Copy out only the lines of the material below, starting at the line that contains "Locate the sandy" and ending at the line that contains "(702, 1081)", with the requests included and the pictures left out. Multiply every coordinate in the answers by 1.4 and round to whole numbers, with halves rounded up.

■ ■ ■ ■ ■

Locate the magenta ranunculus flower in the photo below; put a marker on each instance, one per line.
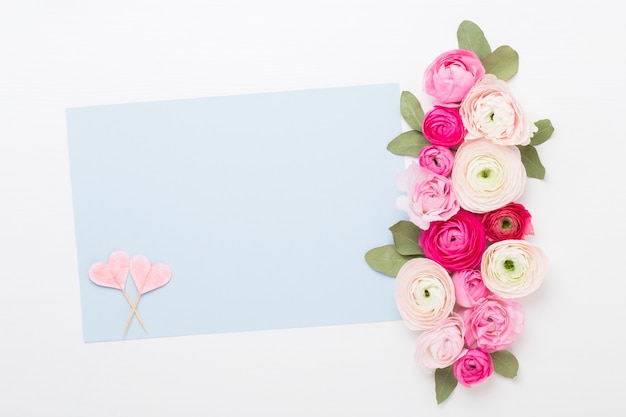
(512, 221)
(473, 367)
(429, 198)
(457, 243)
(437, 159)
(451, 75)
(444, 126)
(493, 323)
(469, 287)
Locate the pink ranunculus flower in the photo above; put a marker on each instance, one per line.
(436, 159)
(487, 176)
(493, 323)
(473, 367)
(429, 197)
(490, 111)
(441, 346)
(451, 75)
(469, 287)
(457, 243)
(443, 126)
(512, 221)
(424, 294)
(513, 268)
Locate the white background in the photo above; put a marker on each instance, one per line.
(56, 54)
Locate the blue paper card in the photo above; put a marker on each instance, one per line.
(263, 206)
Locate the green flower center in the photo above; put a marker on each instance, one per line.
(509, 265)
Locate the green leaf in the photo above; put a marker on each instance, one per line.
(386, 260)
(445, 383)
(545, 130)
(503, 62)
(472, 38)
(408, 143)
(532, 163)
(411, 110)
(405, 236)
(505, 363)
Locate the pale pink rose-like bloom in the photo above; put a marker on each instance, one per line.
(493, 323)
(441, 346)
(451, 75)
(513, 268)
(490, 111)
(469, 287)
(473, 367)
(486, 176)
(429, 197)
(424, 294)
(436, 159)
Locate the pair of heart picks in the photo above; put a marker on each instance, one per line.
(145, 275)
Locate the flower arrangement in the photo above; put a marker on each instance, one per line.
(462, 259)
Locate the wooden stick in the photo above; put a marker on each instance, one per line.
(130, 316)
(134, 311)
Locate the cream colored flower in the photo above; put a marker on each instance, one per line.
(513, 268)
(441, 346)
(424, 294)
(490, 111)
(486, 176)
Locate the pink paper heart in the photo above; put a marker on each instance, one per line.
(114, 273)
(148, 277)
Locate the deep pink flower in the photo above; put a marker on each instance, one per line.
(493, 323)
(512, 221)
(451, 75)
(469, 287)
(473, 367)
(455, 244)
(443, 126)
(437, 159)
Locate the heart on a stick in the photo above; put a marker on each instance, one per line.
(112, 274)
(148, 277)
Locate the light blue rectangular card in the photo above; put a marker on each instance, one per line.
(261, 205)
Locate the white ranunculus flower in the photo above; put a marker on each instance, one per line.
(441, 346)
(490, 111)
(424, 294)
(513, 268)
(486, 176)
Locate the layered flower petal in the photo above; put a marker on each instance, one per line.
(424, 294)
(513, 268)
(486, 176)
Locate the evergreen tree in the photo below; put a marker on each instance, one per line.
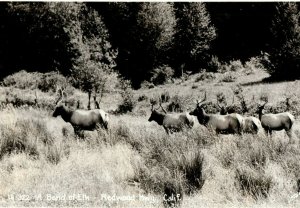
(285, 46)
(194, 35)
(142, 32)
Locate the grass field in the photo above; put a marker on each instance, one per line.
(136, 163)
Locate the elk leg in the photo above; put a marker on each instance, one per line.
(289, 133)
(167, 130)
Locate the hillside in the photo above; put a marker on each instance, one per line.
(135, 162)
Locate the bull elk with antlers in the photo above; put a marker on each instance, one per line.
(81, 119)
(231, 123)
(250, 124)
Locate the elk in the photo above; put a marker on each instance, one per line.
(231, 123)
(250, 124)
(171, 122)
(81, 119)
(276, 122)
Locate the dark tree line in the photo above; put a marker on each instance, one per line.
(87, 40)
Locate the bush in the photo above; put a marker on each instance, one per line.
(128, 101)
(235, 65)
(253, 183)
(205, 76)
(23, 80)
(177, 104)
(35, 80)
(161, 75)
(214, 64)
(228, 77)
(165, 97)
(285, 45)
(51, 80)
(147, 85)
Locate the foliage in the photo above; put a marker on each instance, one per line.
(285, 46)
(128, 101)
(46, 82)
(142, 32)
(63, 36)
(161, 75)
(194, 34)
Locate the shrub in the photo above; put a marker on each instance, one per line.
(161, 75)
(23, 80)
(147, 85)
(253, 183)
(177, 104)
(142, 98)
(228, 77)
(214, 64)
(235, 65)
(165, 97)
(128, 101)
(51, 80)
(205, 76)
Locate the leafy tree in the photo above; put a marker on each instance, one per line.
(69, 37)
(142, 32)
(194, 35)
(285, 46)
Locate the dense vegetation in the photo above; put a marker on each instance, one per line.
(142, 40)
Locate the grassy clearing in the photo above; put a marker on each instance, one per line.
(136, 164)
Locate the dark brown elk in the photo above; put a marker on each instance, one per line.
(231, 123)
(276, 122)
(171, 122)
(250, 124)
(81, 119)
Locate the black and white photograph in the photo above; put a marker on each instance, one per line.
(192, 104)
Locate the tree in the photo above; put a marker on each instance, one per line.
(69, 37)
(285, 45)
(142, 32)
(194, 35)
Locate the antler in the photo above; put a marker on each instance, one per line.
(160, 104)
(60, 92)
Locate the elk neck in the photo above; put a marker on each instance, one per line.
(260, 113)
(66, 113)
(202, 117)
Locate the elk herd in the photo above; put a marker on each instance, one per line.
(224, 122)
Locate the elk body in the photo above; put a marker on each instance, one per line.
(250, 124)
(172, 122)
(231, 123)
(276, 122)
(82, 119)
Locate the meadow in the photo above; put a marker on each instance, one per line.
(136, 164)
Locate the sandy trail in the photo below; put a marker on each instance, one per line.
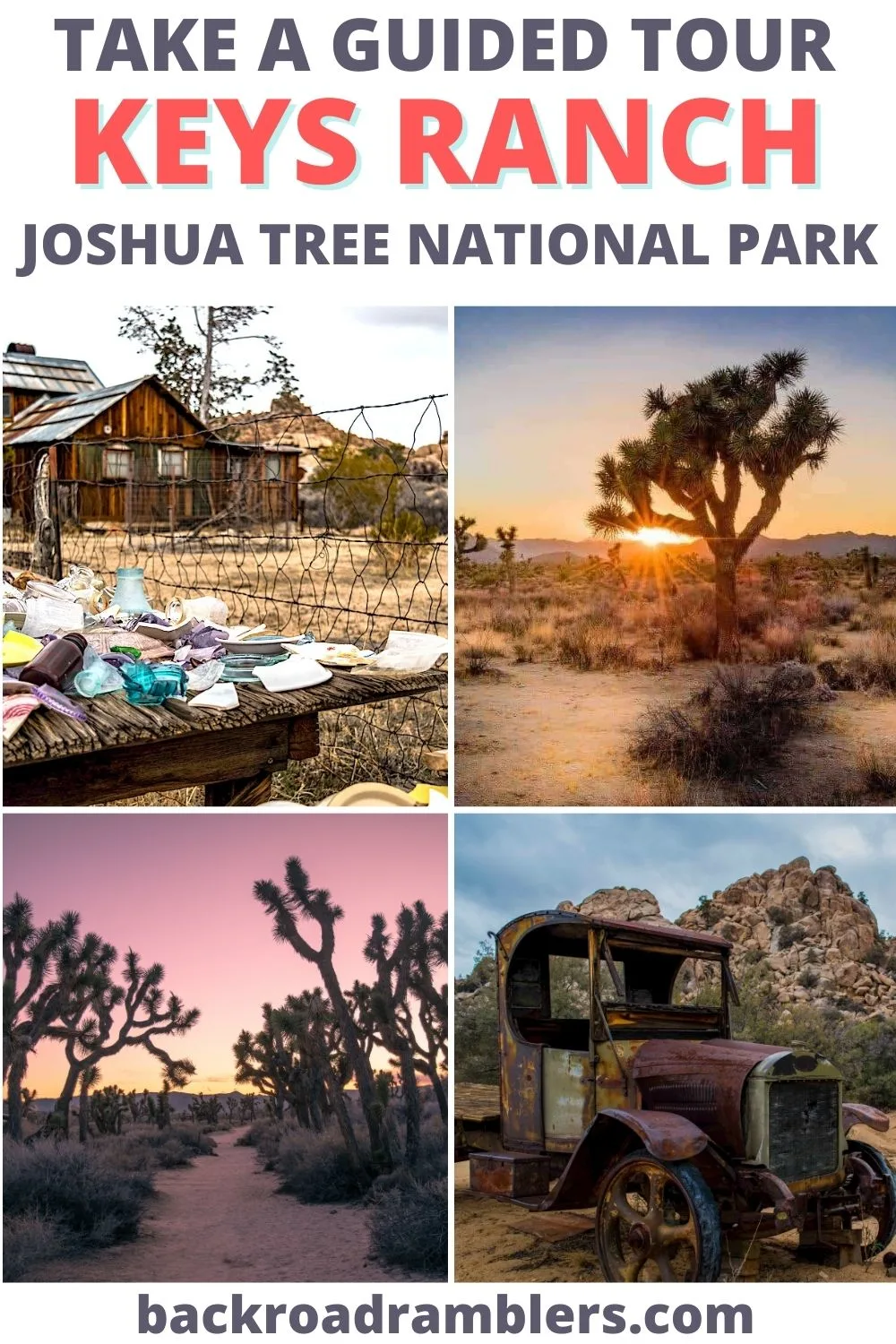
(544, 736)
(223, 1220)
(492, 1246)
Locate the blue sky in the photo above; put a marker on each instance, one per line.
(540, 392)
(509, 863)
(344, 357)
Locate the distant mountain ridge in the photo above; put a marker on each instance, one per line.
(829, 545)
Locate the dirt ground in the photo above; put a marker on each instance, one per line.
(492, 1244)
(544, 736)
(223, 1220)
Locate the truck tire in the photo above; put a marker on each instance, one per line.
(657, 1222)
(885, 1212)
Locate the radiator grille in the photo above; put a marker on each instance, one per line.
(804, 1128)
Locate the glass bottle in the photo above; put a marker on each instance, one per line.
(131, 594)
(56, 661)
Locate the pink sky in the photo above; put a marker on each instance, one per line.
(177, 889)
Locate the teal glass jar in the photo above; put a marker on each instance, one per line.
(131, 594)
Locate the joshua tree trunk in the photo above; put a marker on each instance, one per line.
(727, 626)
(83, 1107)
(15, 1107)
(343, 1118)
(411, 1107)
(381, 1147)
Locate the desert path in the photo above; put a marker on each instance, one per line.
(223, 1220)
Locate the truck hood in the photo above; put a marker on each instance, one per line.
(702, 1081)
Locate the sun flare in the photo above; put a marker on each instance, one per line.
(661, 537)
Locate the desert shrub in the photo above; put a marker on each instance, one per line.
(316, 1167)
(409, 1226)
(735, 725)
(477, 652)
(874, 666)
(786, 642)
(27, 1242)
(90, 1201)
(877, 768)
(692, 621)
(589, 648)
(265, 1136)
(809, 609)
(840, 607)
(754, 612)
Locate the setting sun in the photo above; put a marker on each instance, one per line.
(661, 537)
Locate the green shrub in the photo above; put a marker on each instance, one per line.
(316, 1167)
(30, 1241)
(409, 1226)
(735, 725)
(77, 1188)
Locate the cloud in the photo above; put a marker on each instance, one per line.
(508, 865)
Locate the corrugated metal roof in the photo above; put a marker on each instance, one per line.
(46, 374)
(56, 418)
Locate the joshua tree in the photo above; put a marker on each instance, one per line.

■ ■ ■ ■ ■

_RESULT OF THE TASK_.
Locate the sandy trail in the photo below; put a marker on each instance, one per line.
(762, 1030)
(312, 1708)
(689, 1744)
Locate the blue sky in the photo above; put a marker on each instance, one per line.
(756, 549)
(713, 1208)
(482, 500)
Locate the distant mountain ridge in the photo above; put a marker on each instance, one per line.
(1161, 763)
Locate the dirt ground in the photo above; put a marker on each instance, one per line.
(689, 1742)
(762, 1030)
(312, 1708)
Locate the truck tire in the photo above; put a marker on each instance, one per line.
(920, 1711)
(1239, 1697)
Locate the radiator grille in the photo above; put a marker on each instance, one per line.
(1126, 1579)
Locate the glass bottle in the photo above; put a marker on each instance, one per line.
(183, 832)
(78, 925)
Locate the pink sky in the photo above; put a marker on each instance, one per line.
(248, 1245)
Locate the teal glass jar in the photo above; put a marker on each instance, one per line.
(183, 832)
Locate the joshua tree trunk in the photo above; put a marker on each instance, one per line.
(1018, 876)
(116, 1550)
(21, 1550)
(480, 1565)
(575, 1550)
(533, 1606)
Locate the desert path in the photo above; put a marker on each instance, one per line.
(312, 1708)
Locate the truck hood in the photo above; put a marker on each instance, one per line.
(983, 1513)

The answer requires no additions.